Records contained in a dataset

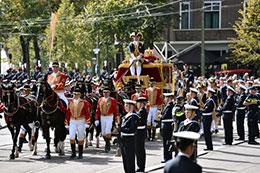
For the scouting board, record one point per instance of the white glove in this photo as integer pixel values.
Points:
(86, 126)
(96, 123)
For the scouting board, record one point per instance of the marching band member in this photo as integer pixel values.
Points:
(57, 81)
(166, 126)
(128, 130)
(154, 95)
(106, 113)
(78, 117)
(141, 133)
(136, 49)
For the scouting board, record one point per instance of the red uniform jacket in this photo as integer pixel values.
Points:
(154, 96)
(107, 107)
(58, 80)
(78, 111)
(135, 96)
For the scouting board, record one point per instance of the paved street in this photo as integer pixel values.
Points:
(237, 158)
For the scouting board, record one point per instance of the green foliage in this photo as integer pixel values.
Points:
(246, 47)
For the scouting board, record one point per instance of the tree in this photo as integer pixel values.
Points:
(246, 46)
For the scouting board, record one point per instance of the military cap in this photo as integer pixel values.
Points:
(131, 102)
(190, 107)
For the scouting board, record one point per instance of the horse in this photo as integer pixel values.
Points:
(52, 114)
(19, 111)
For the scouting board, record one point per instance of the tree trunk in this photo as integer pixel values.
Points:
(24, 40)
(36, 50)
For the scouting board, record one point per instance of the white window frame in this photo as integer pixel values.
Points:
(211, 10)
(184, 11)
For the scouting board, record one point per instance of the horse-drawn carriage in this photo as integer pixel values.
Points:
(152, 67)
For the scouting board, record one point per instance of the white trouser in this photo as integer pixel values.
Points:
(62, 97)
(77, 126)
(135, 68)
(106, 124)
(152, 115)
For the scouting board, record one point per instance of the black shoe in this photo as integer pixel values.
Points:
(253, 143)
(239, 139)
(208, 149)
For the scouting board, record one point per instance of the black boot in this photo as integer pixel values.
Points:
(149, 134)
(153, 134)
(73, 151)
(20, 144)
(80, 151)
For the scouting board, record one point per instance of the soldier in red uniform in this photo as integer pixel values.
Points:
(154, 96)
(57, 81)
(78, 118)
(106, 113)
(139, 93)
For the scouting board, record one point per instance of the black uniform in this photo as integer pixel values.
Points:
(206, 120)
(182, 164)
(252, 116)
(166, 130)
(191, 125)
(178, 116)
(228, 112)
(140, 137)
(128, 130)
(240, 115)
(195, 102)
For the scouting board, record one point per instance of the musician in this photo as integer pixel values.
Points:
(136, 49)
(57, 81)
(252, 102)
(207, 115)
(128, 130)
(166, 125)
(78, 118)
(189, 124)
(228, 112)
(178, 113)
(141, 134)
(106, 113)
(138, 93)
(154, 95)
(241, 112)
(182, 163)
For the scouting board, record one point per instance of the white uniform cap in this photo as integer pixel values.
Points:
(187, 135)
(211, 90)
(231, 89)
(190, 107)
(194, 90)
(168, 94)
(127, 101)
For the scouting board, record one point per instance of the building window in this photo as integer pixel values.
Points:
(185, 15)
(212, 16)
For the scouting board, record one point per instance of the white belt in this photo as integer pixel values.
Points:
(167, 121)
(127, 134)
(206, 114)
(241, 108)
(141, 127)
(227, 111)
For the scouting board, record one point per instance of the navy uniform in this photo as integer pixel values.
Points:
(240, 113)
(178, 113)
(208, 110)
(167, 128)
(189, 124)
(128, 130)
(228, 112)
(182, 163)
(252, 102)
(140, 136)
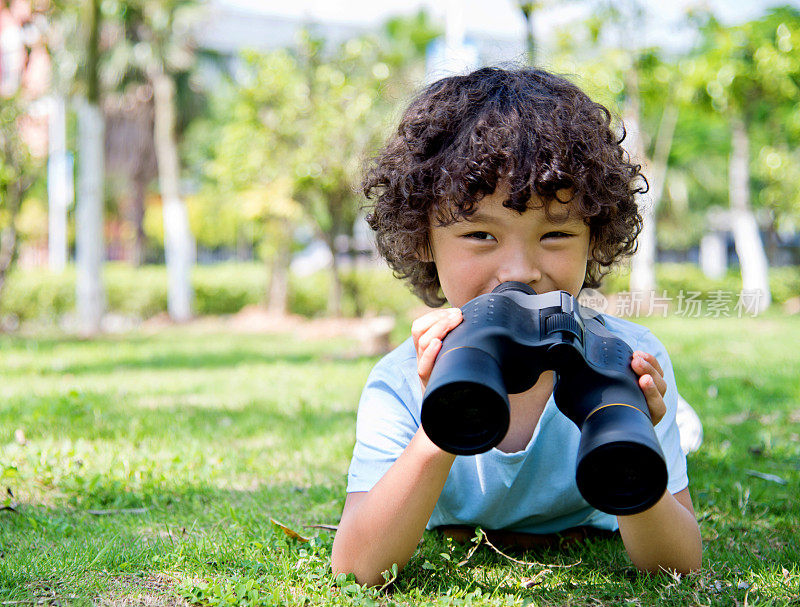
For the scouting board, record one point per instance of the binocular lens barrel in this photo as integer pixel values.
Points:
(620, 469)
(466, 406)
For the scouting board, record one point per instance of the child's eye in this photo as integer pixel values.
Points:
(479, 236)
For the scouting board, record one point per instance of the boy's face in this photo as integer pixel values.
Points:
(497, 244)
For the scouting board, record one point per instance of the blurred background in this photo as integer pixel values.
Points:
(168, 159)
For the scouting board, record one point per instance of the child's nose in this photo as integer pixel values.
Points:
(519, 267)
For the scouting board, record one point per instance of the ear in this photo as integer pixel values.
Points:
(424, 253)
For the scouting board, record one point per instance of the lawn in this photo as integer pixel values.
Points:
(145, 469)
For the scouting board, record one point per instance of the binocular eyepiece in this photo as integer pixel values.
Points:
(505, 342)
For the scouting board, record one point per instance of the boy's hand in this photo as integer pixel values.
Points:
(651, 381)
(428, 332)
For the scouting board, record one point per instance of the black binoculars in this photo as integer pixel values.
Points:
(506, 340)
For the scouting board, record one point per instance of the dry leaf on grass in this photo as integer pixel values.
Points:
(288, 531)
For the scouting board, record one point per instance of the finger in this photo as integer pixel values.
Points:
(655, 402)
(439, 329)
(642, 367)
(424, 323)
(652, 360)
(426, 360)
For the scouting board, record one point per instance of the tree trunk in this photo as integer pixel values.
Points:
(136, 210)
(749, 247)
(643, 274)
(8, 251)
(278, 290)
(178, 240)
(335, 296)
(59, 185)
(89, 220)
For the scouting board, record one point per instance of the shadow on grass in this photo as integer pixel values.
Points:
(94, 416)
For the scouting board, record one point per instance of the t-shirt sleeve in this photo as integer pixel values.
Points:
(388, 418)
(667, 429)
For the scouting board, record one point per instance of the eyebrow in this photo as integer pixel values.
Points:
(478, 216)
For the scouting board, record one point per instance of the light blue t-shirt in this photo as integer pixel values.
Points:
(532, 490)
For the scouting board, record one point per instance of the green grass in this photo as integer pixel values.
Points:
(203, 437)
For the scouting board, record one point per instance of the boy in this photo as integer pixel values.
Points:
(494, 176)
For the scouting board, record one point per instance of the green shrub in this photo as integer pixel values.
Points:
(676, 277)
(227, 288)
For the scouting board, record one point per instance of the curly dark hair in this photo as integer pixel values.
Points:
(462, 135)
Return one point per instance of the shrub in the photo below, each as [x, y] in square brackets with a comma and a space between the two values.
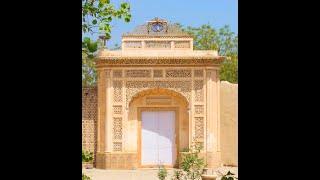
[192, 164]
[85, 177]
[228, 176]
[87, 156]
[162, 173]
[177, 175]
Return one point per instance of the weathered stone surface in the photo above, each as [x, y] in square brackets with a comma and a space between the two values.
[229, 123]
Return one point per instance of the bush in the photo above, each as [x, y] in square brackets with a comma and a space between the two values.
[228, 176]
[85, 177]
[177, 175]
[162, 173]
[192, 164]
[87, 156]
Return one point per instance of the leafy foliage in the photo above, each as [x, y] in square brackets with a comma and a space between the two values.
[222, 40]
[192, 164]
[100, 13]
[89, 73]
[177, 175]
[85, 177]
[97, 14]
[87, 156]
[228, 176]
[162, 173]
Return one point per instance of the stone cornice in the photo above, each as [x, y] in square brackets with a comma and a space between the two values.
[156, 36]
[159, 61]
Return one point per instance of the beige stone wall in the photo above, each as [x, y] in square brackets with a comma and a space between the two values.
[89, 119]
[229, 123]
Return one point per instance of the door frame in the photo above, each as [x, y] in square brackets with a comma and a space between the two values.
[176, 111]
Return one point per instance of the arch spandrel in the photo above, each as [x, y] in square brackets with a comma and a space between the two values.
[160, 91]
[174, 88]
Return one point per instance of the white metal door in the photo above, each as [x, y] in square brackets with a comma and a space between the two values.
[158, 138]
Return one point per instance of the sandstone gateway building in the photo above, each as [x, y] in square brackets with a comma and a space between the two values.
[155, 97]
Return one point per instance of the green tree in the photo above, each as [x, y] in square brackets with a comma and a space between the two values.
[97, 14]
[222, 40]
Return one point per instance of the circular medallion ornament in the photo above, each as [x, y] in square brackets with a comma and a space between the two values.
[157, 27]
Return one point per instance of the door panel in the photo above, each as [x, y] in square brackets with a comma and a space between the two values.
[149, 153]
[158, 138]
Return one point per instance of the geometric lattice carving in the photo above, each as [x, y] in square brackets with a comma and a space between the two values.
[133, 87]
[138, 73]
[117, 73]
[198, 109]
[158, 44]
[198, 73]
[117, 95]
[199, 128]
[198, 87]
[157, 73]
[182, 44]
[117, 109]
[133, 44]
[117, 128]
[178, 73]
[89, 119]
[117, 146]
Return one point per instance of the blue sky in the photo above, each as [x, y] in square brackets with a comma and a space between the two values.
[187, 12]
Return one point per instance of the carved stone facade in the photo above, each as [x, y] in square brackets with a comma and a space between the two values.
[89, 119]
[154, 73]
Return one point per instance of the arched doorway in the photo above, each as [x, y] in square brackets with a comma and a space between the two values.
[162, 126]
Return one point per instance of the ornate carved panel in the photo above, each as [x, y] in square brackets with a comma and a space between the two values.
[198, 109]
[158, 73]
[185, 73]
[198, 88]
[117, 73]
[117, 128]
[133, 87]
[133, 44]
[138, 73]
[117, 109]
[199, 128]
[117, 95]
[89, 119]
[158, 100]
[182, 44]
[198, 73]
[117, 146]
[158, 44]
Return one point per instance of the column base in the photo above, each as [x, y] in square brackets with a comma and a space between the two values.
[116, 160]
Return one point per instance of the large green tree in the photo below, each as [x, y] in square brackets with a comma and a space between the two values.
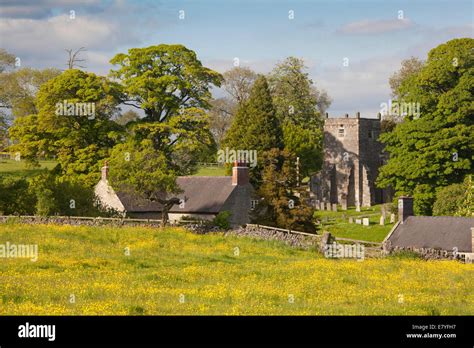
[164, 79]
[283, 201]
[436, 148]
[78, 142]
[299, 105]
[256, 126]
[18, 89]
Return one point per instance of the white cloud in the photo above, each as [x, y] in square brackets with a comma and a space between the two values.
[376, 26]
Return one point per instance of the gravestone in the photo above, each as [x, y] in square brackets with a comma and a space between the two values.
[325, 239]
[344, 204]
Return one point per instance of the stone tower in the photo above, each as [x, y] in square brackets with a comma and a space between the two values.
[352, 157]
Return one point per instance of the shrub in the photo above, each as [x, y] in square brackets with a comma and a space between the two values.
[448, 200]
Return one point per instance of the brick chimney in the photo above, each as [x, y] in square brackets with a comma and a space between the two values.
[472, 239]
[105, 171]
[240, 174]
[405, 208]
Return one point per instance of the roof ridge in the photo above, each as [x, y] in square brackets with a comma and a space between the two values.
[440, 217]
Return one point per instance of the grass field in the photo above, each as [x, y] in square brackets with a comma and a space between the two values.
[338, 224]
[174, 272]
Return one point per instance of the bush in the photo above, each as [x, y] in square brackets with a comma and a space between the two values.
[15, 197]
[448, 200]
[222, 220]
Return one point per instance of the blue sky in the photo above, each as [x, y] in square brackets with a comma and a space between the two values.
[368, 33]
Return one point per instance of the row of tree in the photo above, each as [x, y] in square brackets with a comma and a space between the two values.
[180, 123]
[432, 153]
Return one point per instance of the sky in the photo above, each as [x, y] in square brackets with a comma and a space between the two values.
[351, 47]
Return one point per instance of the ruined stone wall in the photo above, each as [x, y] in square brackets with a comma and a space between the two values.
[352, 157]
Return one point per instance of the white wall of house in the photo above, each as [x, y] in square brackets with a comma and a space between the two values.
[107, 196]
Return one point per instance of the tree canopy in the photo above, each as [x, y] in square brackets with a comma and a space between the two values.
[164, 79]
[77, 142]
[435, 149]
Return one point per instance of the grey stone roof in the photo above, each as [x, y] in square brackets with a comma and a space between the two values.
[435, 232]
[201, 194]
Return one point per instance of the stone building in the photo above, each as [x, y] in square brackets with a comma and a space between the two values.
[352, 157]
[202, 197]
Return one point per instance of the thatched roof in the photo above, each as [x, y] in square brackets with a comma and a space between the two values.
[435, 232]
[201, 194]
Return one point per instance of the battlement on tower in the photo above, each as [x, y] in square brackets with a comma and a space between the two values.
[352, 157]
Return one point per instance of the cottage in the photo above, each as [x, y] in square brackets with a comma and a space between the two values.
[203, 197]
[442, 233]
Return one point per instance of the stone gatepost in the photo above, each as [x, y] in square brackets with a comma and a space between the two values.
[344, 204]
[325, 240]
[392, 218]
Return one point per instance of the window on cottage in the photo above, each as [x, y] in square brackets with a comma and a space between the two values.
[341, 131]
[253, 203]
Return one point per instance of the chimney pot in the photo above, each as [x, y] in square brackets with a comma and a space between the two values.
[105, 171]
[240, 174]
[472, 239]
[405, 208]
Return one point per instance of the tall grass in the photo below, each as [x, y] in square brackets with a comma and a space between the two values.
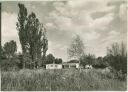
[58, 80]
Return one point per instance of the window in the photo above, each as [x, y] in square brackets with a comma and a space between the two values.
[51, 65]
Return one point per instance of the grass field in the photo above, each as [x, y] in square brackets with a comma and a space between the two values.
[59, 80]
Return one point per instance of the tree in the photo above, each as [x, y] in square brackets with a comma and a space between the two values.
[50, 59]
[32, 36]
[76, 49]
[10, 48]
[21, 27]
[117, 57]
[87, 59]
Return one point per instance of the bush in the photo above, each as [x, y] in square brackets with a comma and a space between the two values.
[58, 80]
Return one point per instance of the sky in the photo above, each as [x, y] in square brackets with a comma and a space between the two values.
[98, 22]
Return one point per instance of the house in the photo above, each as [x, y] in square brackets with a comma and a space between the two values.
[88, 66]
[53, 66]
[71, 64]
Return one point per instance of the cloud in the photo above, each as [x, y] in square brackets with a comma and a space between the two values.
[98, 22]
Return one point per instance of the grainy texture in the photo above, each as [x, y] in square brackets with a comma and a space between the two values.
[59, 80]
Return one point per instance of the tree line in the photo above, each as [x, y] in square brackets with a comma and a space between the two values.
[34, 44]
[115, 58]
[33, 40]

» **PROBLEM TO SOLVE**
Only lines containing the string "child" belong in the answer; find them in the data above and copy them.

» **EXPECTED ANSWER**
For the scouting board, record one point per instance of the child's eye in this photo as integer pixel values.
For the scouting board, record one point per instance of the child's nose in this photo as integer pixel values.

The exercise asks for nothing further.